Aim of the task: Rewrite the listing below, changing every occurrence of "set a dot" to "place a marker". Keep every other word and line as it is.

Data for this task:
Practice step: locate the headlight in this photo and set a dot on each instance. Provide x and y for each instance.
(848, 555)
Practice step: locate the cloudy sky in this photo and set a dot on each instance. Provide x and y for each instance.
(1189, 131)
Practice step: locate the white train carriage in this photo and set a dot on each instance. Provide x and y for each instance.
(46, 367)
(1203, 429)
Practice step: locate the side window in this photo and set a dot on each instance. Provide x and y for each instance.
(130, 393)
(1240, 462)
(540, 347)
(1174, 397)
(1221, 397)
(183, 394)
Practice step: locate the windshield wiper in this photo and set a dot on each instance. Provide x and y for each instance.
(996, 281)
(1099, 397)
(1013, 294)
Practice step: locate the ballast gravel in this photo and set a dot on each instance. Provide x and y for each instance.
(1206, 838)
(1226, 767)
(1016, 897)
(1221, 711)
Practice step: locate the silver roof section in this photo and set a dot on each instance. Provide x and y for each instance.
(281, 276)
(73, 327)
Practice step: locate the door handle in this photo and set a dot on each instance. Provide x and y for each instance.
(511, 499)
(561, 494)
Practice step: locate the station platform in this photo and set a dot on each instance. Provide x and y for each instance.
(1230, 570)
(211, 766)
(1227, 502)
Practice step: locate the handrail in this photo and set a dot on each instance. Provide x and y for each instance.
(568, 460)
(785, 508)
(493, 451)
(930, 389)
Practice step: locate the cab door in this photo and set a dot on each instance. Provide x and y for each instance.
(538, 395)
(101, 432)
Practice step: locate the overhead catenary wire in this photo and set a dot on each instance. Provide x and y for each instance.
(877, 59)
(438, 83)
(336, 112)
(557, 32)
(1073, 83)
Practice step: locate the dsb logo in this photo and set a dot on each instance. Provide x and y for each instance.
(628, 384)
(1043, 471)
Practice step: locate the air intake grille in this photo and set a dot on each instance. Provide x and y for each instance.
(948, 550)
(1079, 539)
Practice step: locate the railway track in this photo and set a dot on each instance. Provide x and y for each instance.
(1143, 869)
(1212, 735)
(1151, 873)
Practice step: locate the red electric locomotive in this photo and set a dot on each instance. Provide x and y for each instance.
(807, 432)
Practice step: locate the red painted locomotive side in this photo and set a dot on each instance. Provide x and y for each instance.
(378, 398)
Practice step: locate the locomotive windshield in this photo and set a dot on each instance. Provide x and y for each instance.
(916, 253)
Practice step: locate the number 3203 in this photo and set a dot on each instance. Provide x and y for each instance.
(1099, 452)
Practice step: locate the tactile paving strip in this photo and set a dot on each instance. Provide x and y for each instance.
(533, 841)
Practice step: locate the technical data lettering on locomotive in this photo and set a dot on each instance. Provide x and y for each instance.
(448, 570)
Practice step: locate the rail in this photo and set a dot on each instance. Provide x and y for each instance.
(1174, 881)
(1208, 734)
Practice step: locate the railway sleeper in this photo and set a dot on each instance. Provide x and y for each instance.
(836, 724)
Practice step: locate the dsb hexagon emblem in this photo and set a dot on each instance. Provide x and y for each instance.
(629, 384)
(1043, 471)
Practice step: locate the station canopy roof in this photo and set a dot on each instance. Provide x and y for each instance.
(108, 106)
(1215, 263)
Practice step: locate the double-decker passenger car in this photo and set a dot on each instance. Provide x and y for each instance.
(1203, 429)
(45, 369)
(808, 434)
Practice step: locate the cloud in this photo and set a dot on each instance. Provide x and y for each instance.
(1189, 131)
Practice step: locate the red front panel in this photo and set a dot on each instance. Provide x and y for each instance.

Task output:
Practice step: locate the headlight in this photo and place a marker on each instance. Provide x and y for each instance.
(848, 555)
Practice step: locate the cloudy sky in this photo and place a marker on each instance. Provide x and y for each instance.
(1189, 131)
Practice step: locate the white train carriage in this photo and place a marker on each instance. Provide x and y for each instance.
(46, 367)
(1203, 429)
Practice step: locate the side window in this photo and place a marker on each instance. Provide x and y for each instance.
(130, 393)
(1240, 462)
(540, 347)
(1174, 397)
(1221, 397)
(183, 394)
Practice step: locate the windshield wiper in this photo and place a marker on each instance. Provide x and y for each instance.
(996, 281)
(1099, 397)
(1013, 294)
Practice step: locate the ballast gravel in this photo and place a marker on each instance. Provide x and y for each instance.
(1206, 838)
(1226, 767)
(1016, 897)
(1221, 711)
Practice step: locate the silver roof section in this photo and place a marker on each instance. Provide x and y for each instance.
(281, 276)
(73, 327)
Practice step: locate the door handle in this photo and place a marker on each instance. Provide x and y for each instance.
(511, 499)
(561, 494)
Practice step: locate the station platform in this photo and place a marker on each instance. Provide x and y for each instance.
(1230, 570)
(211, 766)
(1227, 502)
Practice step: locate the handrail in this photo and place a marker on each instance. Provide x and y for each instance.
(568, 460)
(785, 508)
(493, 451)
(930, 389)
Practice step: locate the cab door in this photo and place a marker on each instance. Provide x and y for each instance.
(538, 395)
(101, 432)
Practice step: locate the overhead catenary wire in this photo and place a marker on each instance. Provide x and y for each instance.
(877, 59)
(438, 83)
(336, 112)
(557, 32)
(1073, 83)
Practice step: locate the dsb logo in this photo and place a marker on each instance. Provide x and y for each instance.
(628, 384)
(1043, 471)
Practice step: locate the air intake grille in this photo and place a marker on each instance. Provide x and y for each instance.
(948, 550)
(1079, 539)
Practice step: locate the railway track in this photo and place a marker on each instance. Provide x and y for each instance.
(1143, 869)
(1212, 735)
(1151, 873)
Practice step: locate the red electric locomotive in this photo and place a marker on each instance. Provide x and y for each instance.
(807, 432)
Practice step: locate the red painted locomotive side in this photo and place a marker on each instance. Provide x and y for each instance.
(378, 398)
Practice step: locate the locomotive windshield in this photo and place a marker on each instance. Provide x and y for each instance.
(916, 253)
Practice step: locate the number 3203 in this photo and place a marker on each instance. Provide x and y for each instance.
(1099, 452)
Practice step: locate the tactile paving strip in this photo and place a marker on each instance. Provide x and y for each instance.
(533, 841)
Practice step: locate the technical data lettering on locomotive in this photo and place a marker on each instance. Provide x and y for each instance.
(448, 570)
Practice step: locate the rail in this photo and place a marker on each instance. Provide x and y for each instance.
(1174, 881)
(1208, 734)
Practice step: locate the railway sleeper in this photo and place a marker on each instance. Provide x and y for each instance.
(836, 724)
Practice step: locate the dsb hexagon emblem in this photo and place a marker on each instance. Provide x and y for each instance.
(629, 384)
(1043, 471)
Practice step: locate the station canopy roof in this photo and place a marker on each instance. Provide x and y for each instance.
(108, 106)
(1215, 263)
Practice step: locate the double-decker passenger car in this photo and place a marker on each instance. Provide x and y for each instance.
(1203, 429)
(45, 369)
(808, 434)
Practice step: locate the cloud in this photo and place a marker on each instance. Provide x and y for each instance.
(1189, 131)
Practice step: locate the red front panel in this photo and place a marker on each instance. Provide x and y for each instance.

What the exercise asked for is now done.